[Natural-language object grounding data]
- - -

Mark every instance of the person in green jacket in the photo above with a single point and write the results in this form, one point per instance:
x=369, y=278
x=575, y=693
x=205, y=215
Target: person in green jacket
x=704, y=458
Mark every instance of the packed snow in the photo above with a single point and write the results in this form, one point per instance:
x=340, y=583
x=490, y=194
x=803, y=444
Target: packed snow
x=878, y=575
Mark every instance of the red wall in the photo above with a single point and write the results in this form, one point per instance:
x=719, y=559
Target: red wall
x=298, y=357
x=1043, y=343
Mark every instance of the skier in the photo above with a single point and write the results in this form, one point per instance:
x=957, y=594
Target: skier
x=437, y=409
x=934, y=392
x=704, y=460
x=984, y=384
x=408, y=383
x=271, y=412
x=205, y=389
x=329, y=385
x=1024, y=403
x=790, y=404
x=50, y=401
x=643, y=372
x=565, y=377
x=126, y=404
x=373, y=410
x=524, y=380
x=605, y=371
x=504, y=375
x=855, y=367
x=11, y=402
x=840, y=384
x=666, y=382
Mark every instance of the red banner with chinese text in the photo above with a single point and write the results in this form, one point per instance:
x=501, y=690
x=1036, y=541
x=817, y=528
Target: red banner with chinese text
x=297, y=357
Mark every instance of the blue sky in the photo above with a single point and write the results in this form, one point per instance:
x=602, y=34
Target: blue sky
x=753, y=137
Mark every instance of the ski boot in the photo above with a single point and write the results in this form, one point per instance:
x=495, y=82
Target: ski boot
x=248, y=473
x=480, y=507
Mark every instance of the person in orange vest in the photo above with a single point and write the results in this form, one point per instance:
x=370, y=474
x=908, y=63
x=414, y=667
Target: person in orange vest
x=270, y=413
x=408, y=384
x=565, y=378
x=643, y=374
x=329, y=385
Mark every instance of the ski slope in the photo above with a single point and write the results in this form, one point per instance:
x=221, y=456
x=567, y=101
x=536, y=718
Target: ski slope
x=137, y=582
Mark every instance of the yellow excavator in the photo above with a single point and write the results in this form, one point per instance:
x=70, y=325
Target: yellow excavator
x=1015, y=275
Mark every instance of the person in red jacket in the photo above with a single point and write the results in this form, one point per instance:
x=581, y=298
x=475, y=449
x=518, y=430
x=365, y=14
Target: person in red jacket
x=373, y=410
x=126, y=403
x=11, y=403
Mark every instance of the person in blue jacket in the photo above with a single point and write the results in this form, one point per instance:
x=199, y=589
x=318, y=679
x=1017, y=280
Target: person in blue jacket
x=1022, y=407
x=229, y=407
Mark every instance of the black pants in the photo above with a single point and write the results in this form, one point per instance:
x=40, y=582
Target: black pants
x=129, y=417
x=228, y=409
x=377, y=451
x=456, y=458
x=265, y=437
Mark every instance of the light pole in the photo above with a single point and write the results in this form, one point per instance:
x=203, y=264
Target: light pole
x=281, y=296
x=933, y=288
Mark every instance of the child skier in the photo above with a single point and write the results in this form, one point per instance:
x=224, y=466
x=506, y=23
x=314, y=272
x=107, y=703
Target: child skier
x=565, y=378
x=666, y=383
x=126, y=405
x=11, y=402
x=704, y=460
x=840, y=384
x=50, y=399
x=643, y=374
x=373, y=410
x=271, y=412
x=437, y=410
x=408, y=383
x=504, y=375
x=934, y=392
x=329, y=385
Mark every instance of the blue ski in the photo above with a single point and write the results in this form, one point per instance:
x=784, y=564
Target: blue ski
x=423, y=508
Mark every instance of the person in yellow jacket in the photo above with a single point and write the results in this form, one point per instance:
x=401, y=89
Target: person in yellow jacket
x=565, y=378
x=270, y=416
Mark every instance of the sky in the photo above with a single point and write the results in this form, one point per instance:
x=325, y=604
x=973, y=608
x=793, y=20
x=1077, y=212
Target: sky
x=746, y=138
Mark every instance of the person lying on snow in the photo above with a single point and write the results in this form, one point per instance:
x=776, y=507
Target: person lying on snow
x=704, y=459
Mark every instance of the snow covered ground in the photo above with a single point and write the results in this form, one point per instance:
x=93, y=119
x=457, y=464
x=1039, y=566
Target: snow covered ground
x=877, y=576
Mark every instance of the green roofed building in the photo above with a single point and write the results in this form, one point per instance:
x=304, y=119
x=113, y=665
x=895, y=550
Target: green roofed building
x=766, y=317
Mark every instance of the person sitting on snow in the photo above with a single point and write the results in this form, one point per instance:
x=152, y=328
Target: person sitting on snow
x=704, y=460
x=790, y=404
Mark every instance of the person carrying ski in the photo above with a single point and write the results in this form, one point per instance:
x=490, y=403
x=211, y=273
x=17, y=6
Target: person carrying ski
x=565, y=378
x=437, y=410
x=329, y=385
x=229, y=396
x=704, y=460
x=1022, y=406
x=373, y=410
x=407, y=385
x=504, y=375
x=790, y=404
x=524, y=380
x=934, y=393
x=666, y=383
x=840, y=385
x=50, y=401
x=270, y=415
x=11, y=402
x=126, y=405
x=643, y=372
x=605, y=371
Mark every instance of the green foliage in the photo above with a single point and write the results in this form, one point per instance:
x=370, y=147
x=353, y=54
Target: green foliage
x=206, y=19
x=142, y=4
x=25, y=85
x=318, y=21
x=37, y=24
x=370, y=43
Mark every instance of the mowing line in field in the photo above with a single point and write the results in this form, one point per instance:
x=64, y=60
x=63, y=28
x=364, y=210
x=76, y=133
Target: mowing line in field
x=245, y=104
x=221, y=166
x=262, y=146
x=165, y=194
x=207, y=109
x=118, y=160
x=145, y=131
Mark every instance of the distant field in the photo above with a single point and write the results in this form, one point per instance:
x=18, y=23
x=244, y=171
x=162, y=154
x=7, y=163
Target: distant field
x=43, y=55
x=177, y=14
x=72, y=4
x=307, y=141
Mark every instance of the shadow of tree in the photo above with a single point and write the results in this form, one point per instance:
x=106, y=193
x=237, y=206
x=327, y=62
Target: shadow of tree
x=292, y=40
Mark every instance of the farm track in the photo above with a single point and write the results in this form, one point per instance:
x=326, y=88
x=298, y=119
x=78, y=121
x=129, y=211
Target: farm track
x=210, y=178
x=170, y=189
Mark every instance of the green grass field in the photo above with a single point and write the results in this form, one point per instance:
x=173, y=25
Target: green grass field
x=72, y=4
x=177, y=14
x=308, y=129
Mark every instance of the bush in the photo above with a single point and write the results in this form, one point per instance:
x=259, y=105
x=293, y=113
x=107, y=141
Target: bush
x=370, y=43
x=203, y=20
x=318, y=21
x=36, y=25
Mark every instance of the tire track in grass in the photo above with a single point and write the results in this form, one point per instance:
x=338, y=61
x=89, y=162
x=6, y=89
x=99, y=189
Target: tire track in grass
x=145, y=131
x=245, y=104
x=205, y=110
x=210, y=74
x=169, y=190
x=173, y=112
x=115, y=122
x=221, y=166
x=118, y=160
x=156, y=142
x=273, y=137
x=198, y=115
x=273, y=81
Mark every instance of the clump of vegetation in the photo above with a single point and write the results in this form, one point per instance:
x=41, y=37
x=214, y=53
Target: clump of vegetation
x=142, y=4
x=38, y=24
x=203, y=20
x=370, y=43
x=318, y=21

- - -

- _What is expected_
Your task is to restate, word for word, the lines from the beginning of the records to the line with "x=719, y=559", inclusive.

- _Answer box_
Mark every instance of the person in green jacket in the photo above with a single point and write the results in this form, one point per instance:
x=369, y=278
x=575, y=693
x=205, y=215
Target: person in green jacket
x=704, y=458
Mark every instance of the packed snow in the photo above with a single point and write the results in this form, one point per instance:
x=340, y=583
x=490, y=194
x=803, y=444
Target: packed snow
x=878, y=575
Mark every instance of the red wall in the photo above with a single point and write the results in this form, one point per instance:
x=719, y=559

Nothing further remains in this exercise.